What you will do
Pull out every line of the listing below that contains the string "wing" and copy each one in full. Match case exactly.

Material for this task
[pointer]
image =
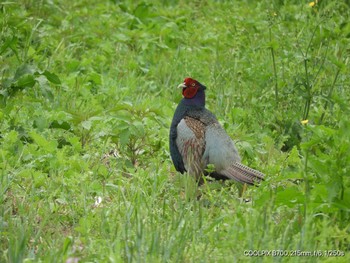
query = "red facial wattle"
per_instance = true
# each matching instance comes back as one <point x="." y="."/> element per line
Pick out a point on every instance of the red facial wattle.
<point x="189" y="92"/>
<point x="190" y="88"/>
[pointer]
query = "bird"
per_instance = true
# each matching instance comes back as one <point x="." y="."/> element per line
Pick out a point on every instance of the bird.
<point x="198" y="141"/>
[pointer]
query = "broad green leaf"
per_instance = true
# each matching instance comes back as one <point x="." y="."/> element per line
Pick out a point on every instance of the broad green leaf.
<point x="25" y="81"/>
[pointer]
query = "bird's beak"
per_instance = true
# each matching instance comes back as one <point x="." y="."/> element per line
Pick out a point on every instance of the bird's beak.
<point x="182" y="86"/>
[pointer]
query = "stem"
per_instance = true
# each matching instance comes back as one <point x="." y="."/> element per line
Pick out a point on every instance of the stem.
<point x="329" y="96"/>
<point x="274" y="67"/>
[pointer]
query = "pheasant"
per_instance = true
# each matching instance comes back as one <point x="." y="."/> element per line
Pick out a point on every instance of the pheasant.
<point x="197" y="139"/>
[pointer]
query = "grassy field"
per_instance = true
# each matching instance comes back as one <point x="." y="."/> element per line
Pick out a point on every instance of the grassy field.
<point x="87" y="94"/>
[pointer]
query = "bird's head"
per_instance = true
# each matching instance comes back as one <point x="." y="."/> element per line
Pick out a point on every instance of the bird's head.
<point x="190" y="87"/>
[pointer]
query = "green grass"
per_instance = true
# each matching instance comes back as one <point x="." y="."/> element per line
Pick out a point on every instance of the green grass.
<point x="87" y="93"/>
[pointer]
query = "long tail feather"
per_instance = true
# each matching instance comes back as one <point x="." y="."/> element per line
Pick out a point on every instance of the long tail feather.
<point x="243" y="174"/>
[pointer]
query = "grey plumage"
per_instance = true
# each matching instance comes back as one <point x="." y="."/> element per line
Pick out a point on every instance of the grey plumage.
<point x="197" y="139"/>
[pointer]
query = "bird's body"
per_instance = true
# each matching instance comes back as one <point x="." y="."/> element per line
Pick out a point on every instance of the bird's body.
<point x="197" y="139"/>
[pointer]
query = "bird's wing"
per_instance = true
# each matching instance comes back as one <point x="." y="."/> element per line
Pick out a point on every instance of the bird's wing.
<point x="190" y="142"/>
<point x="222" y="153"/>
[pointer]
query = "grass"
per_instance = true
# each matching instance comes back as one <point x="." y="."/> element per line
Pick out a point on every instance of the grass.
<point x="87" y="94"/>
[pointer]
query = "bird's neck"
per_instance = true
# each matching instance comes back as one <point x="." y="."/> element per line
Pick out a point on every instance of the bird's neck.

Final result
query = "bird's wing"
Pick out a point on every instance of the bird's wing.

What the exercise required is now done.